* _Task to complete_
Down to the last line, set the entries down again exactly.

* _Records supplied_
========
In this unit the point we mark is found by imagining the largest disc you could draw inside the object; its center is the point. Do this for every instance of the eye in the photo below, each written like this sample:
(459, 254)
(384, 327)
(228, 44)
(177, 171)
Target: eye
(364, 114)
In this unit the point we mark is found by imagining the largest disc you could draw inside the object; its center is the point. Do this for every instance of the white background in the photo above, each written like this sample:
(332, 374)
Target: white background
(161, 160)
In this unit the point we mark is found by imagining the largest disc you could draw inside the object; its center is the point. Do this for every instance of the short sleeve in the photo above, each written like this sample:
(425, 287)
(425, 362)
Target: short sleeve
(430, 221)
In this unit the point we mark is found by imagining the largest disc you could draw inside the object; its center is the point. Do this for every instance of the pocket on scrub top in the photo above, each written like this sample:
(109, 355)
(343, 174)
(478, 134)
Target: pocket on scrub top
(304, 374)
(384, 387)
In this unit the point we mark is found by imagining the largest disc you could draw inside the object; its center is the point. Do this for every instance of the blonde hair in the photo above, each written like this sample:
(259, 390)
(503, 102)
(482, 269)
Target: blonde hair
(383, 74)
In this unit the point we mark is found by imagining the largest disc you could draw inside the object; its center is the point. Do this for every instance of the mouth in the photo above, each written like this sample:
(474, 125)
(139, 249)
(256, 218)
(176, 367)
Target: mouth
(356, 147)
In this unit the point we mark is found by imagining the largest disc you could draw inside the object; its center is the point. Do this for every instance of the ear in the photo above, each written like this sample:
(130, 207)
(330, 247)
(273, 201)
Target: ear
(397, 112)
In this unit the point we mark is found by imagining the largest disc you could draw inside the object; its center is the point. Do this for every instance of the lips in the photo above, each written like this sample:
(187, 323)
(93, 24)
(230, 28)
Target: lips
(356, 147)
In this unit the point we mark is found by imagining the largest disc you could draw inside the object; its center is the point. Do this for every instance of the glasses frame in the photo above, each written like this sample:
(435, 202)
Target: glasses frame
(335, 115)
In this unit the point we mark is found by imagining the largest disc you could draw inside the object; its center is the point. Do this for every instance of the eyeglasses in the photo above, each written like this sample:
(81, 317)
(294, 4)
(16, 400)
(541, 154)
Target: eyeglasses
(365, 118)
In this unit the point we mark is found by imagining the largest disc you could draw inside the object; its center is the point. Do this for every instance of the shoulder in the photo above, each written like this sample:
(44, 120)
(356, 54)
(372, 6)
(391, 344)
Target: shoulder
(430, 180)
========
* _Result_
In this unit the point we mark is found by imagining the largest disc you could draw inside the object; its center is the point. Do this for every instance of the eye in the photo below, each written like this sample:
(459, 254)
(384, 327)
(228, 44)
(177, 171)
Target: eye
(364, 114)
In this unit the point we mark is found by imagining the largest disc you could draw inside the object; its center is the point. Do this for every instance of the white background in the photo above, each written like this sample:
(332, 374)
Target: white background
(161, 160)
In this unit the point we mark is found by imagining the largest disc you could draw inside the object; its center is the point. Do this for every instance of the short sleeve in the photo above, each written like this sample:
(425, 287)
(425, 362)
Target: short sleeve
(430, 221)
In this unit the point we mark is found by imagining the largest disc you could draw inside the object; its center is the point. Do this for every instance of the pocket on scrub top in the photo above, each written like this sample:
(109, 355)
(343, 174)
(478, 134)
Target: pocket on scrub top
(304, 374)
(384, 387)
In this unit the point we mark is found by imagining the largest disc you could draw inside the object; its center is the point. Do this for every instance of the blonde hair in the photo above, each written like this sample:
(259, 390)
(503, 102)
(482, 269)
Target: blonde hair
(383, 74)
In this unit the point we mark is found by imagining the largest disc you could draw inside the object; its center is the point. Do this for every instance of the mouth in the photo above, each written like this sample:
(474, 125)
(139, 249)
(256, 218)
(176, 367)
Target: mouth
(356, 147)
In this unit the point we mark is found by imagining the largest disc you could draw inside the object; its center is the point. Do this for every instance of the ear in the photo above, each written like this sample:
(130, 207)
(330, 247)
(273, 201)
Target: ear
(397, 112)
In this unit the point we mark is found by imagining the largest disc you could draw inside the object; its center is the point. Do this for every instance of the lips in the photo above, each written like this sample:
(187, 323)
(93, 24)
(230, 28)
Target: lips
(356, 147)
In this unit the point we mark is found by imagining the largest disc you could draw inside the object; its center is the point. Do this for every instance of the glasses frame in the photo above, each written like this sample:
(435, 202)
Target: glasses frame
(335, 115)
In this unit the point we mark is found by imagining the largest disc you could draw inside the object; its center is the point. Do this for every instance of the eyeglasses in the photo above, each written like this sample:
(81, 317)
(294, 4)
(16, 400)
(541, 154)
Target: eyeglasses
(365, 118)
In this unit the point we mark is found by imagining the largest disc you could draw inside the object; its center is the point. Do this for every instance of the shoulder in the photo above, each written like this sample:
(44, 120)
(356, 54)
(372, 6)
(391, 344)
Target: shoulder
(430, 180)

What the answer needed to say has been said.